THE TASK:
Retype each line below without a single alteration.

Point-per-instance localization data
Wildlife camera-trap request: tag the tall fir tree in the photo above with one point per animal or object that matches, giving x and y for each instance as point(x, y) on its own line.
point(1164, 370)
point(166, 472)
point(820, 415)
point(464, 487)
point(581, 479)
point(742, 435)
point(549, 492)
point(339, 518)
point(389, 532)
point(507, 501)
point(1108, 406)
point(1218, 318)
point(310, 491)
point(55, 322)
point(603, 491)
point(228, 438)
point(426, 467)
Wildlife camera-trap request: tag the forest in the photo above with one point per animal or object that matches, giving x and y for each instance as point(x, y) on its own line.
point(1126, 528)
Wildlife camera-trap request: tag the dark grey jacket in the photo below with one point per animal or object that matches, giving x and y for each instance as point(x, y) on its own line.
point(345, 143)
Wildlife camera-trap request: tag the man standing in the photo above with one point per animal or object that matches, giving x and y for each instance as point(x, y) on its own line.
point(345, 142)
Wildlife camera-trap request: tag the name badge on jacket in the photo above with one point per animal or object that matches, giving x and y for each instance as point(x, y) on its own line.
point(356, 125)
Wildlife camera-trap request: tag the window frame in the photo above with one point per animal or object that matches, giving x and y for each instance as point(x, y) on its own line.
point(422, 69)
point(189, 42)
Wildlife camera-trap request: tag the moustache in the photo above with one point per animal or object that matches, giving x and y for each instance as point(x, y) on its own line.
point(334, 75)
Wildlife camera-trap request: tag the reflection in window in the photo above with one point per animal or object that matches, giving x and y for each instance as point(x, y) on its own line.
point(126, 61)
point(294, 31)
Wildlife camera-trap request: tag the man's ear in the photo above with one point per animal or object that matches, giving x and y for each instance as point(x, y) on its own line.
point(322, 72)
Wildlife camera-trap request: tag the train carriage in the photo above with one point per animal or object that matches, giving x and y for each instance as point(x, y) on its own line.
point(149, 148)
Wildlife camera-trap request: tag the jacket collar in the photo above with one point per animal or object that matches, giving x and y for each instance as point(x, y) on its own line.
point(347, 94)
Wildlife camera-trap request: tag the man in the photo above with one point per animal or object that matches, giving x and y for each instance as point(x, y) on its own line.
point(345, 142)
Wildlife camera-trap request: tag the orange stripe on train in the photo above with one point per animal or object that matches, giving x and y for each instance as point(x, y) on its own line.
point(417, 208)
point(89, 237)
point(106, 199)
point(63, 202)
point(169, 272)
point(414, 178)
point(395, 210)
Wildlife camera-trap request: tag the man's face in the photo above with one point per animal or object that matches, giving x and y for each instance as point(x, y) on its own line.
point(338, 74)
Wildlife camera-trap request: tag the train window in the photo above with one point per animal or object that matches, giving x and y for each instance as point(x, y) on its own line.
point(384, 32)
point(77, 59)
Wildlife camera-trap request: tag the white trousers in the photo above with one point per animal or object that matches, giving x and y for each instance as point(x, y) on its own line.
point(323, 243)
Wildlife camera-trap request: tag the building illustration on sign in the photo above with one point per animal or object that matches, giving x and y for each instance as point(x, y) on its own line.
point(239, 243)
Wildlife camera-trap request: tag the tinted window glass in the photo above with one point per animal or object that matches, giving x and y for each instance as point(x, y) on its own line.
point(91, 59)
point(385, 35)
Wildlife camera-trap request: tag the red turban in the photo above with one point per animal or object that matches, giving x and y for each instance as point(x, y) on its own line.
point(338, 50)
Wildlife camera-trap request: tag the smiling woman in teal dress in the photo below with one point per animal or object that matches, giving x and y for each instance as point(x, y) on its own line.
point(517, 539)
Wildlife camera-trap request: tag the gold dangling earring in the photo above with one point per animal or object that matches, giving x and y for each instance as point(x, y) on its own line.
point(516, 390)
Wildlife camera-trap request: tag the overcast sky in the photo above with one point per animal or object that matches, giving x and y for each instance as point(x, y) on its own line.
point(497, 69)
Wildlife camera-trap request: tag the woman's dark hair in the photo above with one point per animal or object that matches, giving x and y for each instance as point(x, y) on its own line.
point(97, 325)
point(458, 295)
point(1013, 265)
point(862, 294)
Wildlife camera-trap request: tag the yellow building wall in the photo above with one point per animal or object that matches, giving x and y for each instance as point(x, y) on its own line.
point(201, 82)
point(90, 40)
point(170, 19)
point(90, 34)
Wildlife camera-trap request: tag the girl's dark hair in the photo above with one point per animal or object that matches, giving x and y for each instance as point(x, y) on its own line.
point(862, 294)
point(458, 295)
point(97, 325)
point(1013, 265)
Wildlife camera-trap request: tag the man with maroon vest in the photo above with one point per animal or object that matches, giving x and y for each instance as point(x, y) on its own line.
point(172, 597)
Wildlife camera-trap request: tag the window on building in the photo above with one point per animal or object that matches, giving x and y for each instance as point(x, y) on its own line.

SOLUTION BELOW:
Wildlife camera-trap request: tag the tall fir tree in the photo above with one point per animal or object that matches, giving x and y for each instance as point(x, y) on its own line.
point(1164, 370)
point(166, 472)
point(820, 415)
point(464, 487)
point(581, 479)
point(742, 435)
point(549, 492)
point(339, 518)
point(389, 532)
point(507, 501)
point(1108, 406)
point(1218, 318)
point(310, 491)
point(55, 322)
point(603, 491)
point(228, 438)
point(426, 467)
Wildlife camera-trap request: tag the forest in the photo above with one point per animal or object that matches, giving x and y for each instance as point(x, y) on its own line.
point(1126, 528)
Wildlife camera-trap request: tag the dark grey jacket in the photo below with one point per animal or object that matches, giving x and y for each instance as point(x, y) on its own line.
point(345, 143)
Wildlife camera-trap request: tag the man standing in the photo above with one point per animal or object that matches, giving x and y for each instance as point(x, y) on its own line.
point(345, 142)
Wildlife camera-trap request: tag the name badge on jacket in the photo above with one point per animal or object that matches, giving x and y for each instance as point(x, y) on its own line.
point(356, 125)
Wildlife camera-trap request: tag the window frame in the photo above with one point per animal or object that matches, giving x and y for each instance as point(x, y) on its own line.
point(422, 69)
point(189, 42)
Wildlife camera-trap request: tag the moustache in the photo above with one point per animal or object that matches, giving x and y for each instance as point(x, y) on its own line.
point(334, 75)
Wildlife camera-trap request: tag the reflection in window in the photo above with one point per animal or object that matches, giving x and y for each instance as point(x, y) on its own line.
point(126, 61)
point(294, 31)
Wildlife camera-trap request: tag the man's ear in the photo above with one point per animal or object that matches, giving x and y for each instance as point(x, y) on its own line.
point(322, 72)
Wildlife camera-trap request: tag the train carriage in the photo above with one point per animal or object that matches, giving x and y for each instance as point(x, y) on its own line.
point(149, 148)
Wildlife camera-trap request: tag the jacket collar in the photo above with one point per animal or object that matches, giving x and y for each instance as point(x, y) on its own line.
point(347, 94)
Wildlife camera-trap request: tag the man in the photo above with one point per animal or object that matches, giving x and y for each instance as point(x, y) on its own line.
point(345, 142)
Wildlife camera-trap request: tag the orange stripe on train in the photo above with one point per animal or object that matches, giving x and y for each instance as point(x, y) on its own line.
point(417, 208)
point(89, 237)
point(106, 199)
point(63, 202)
point(169, 272)
point(414, 178)
point(395, 210)
Wildlife camera-trap request: tag the man's face in the photo above with one point per animal or object that matches, giving x and y for each instance as point(x, y) on its own line.
point(338, 74)
Wildlife camera-trap request: tag the train window in the photo above with one point per animal or object that matches, giving x and y for each instance as point(x, y) on its own line.
point(384, 32)
point(77, 59)
Wildlife camera-trap request: tag the white trousers in the photo above with one point per animal or object that matches, giving x and y for each instance as point(x, y) on its own line.
point(323, 243)
Wildlife camera-trap request: tag the building illustration on sign in the photo above with one point per animal or object that matches, giving x and y for each instance as point(x, y) on its own line.
point(239, 243)
Wildlife camera-trap request: tag the tinted window glass in the photo above with one point per animal or object that matches, giving x and y for each instance as point(x, y) on its own line.
point(91, 59)
point(385, 35)
Wildlife camera-trap request: tag the red turban in the photo above with one point per animal or object that matches, giving x and y for each instance as point(x, y) on its own line.
point(338, 50)
Wildlife camera-trap request: tag the smiling woman in teal dress in the photo below with one point per animal or object that matches, giving x and y for each instance as point(x, y) on its own line.
point(517, 539)
Wildlife camera-trap request: tag the gold dangling earring in the photo above with one point per animal or object that matches, giving x and y for each instance as point(x, y) on its own line.
point(516, 390)
Wildlife camera-trap request: tag the overcast sky in the photo above with one point per animal or object that matches, giving x and y for each instance as point(x, y) on its own line.
point(497, 69)
Wildlife camera-trap request: tag the woman's dark hair in the photo above with one point per animal or object that matches, giving x and y for each instance as point(x, y) on its own line.
point(97, 325)
point(458, 295)
point(1013, 265)
point(862, 294)
Wildlife camera-trap request: tag the yellow building wall in the photo above with one point per animal or object that matches, giving x and y for each instance as point(x, y) on its own line.
point(201, 82)
point(90, 40)
point(170, 19)
point(90, 34)
Wildlife camera-trap request: tag the girl's dark hair in the photo above with one point per animal or object that matches, giving x and y for each instance as point(x, y) on its own line.
point(862, 294)
point(458, 295)
point(97, 325)
point(1013, 265)
Wildlife camera-trap request: tag the man with maroon vest in the photo above with one point per animal or object that matches, giving x and y for each instance as point(x, y) on its own line.
point(172, 597)
Wildlife camera-trap request: tag the window on building in the photo above with one point per animal or object that matches, giving x and y for each instance as point(x, y) on its own line.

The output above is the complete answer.